# Texto extraído
■ ■ ■
Trump vai tirar os EUA do clube neoliberal. E agora, Brasil?
A política externa brasileira não pode ser feita pela ideologia do complexo de vira-lata. Será que nós tínhamos que esperar que o Trump tomasse posições antiglobalização para proteger os empregos que estão desaparecendo lá?
Por Marco Aurelio Garcia em 23 de novembro às 11h16
Marco Aurélio Garcia*
Donald Trump anunciou que os Estados Unidos vão se retirar da parceria Transpacífica. Isso pode parecer para muita gente uma coisa meio enigmática.
Em realidade, os Estados Unidos haviam participado de uma grande negociação com os países da Ásia e com alguns países da América Latina – mais concretamente o México, o Peru e o Chile – de uma grande negociação de caráter comercial, mas que ia muito além do aspecto comercial, que procurava efetivamente reorganizar o comércio mundial e as relações econômicas mundiais.
No período dos governos Lula e do governo Dilma os setores da oposição aqui no Brasil insistiam muito no fato de que nós estávamos fechados para o mundo. E que nós tínhamos uma posição nacionalista exacerbada, protecionista e que não estávamos seguindo essa onda dos grandes acordos internacionais.
Se falava muito, por exemplo, por que que nós não fazíamos um acordo entre o Mercosul e a União Europeia e, obviamente, a grande questão que estava na ordem do dia era a TPP, a Trans Pacific Partnership.
Bom, e agora? Como é que vão ficar as coisas? Vai ser difícil, porque nos Estados Unidos elegeu-se um protecionista, um nacionalista, um homem que compreendeu que a globalização estava criando problemas para os americanos, e que, portanto, não vai querer fazer essa negociação. Vai cortar. Já disse que vai ser decisão do seu primeiro dia de governo. Retirar os Estados Unidos da parceria do Pacífico.
O impacto que isso tem não chega a ser muito grande do ponto de vista efetivo, porque o Brasil não participava. Os neoliberais aqui aspiravam participar desse clube, mas não vão entrar no clube porque entre outras coisas, o clube ao que tudo indica será fechado.
■ ■ ■
# Exercício breve
Reproduza o trecho do texto sobre a saída dos Estados Unidos da parceria Transpacífica, começando em "Se falava muito, por" e terminando em "indica será fechado.".
■ ■ ■
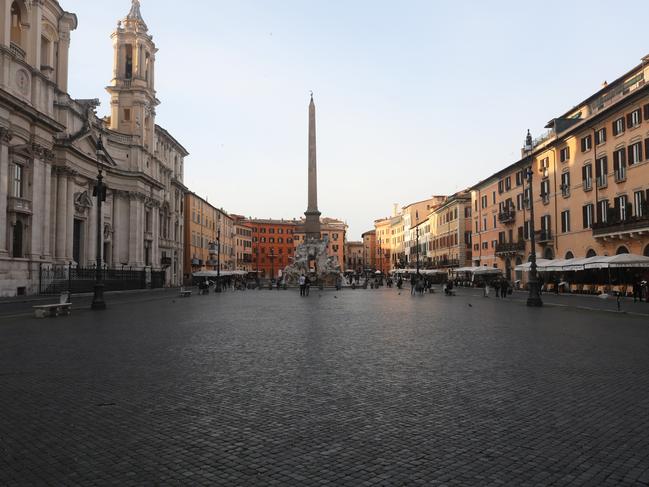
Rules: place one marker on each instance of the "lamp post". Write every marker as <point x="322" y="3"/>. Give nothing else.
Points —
<point x="417" y="228"/>
<point x="218" y="258"/>
<point x="534" y="298"/>
<point x="99" y="191"/>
■ ■ ■
# Resposta final
Se falava muito, por exemplo, por que que nós não fazíamos um acordo entre o Mercosul e a União Europeia e, obviamente, a grande questão que estava na ordem do dia era a TPP, a Trans Pacific Partnership.
Bom, e agora? Como é que vão ficar as coisas? Vai ser difícil, porque nos Estados Unidos elegeu-se um protecionista, um nacionalista, um homem que compreendeu que a globalização estava criando problemas para os americanos, e que, portanto, não vai querer fazer essa negociação. Vai cortar. Já disse que vai ser decisão do seu primeiro dia de governo. Retirar os Estados Unidos da parceria do Pacífico.
O impacto que isso tem não chega a ser muito grande do ponto de vista efetivo, porque o Brasil não participava. Os neoliberais aqui aspiravam participar desse clube, mas não vão entrar no clube porque entre outras coisas, o clube ao que tudo indica será fechado.